**WHAT YOU ARE ASKED TO DO:** Rewrite every row below, keeping each request and shifting every point coordinate in the answers by adding 68 to each x and y value. Leave the pictures out of your version.

(Data records)

++++++++++++++++++++

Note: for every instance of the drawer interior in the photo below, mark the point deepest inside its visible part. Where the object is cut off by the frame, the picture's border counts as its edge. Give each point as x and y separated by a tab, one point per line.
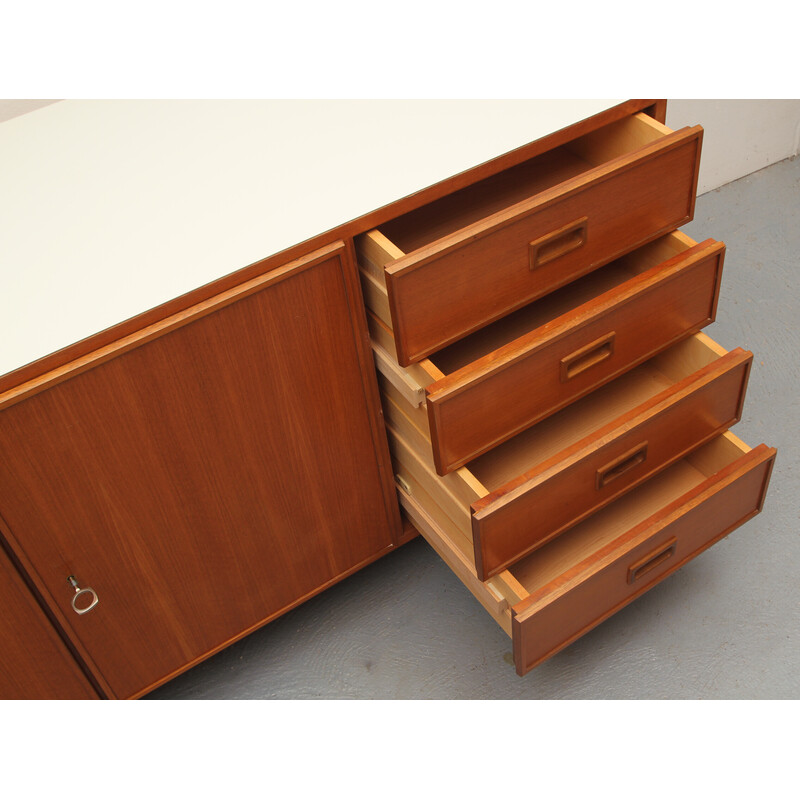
520	323
549	437
493	471
563	301
425	225
587	538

++++++++++++++++++++

**TASK SOLUTION:**
Note: for every instance of the drawer interior in the photo below, mark the point deepest inside its visible part. Where the object is cut off by the frame, the picture's border counts as its edge. Give each point as x and y separated by a tab, one point per line.
588	391
617	505
561	539
631	369
493	293
655	606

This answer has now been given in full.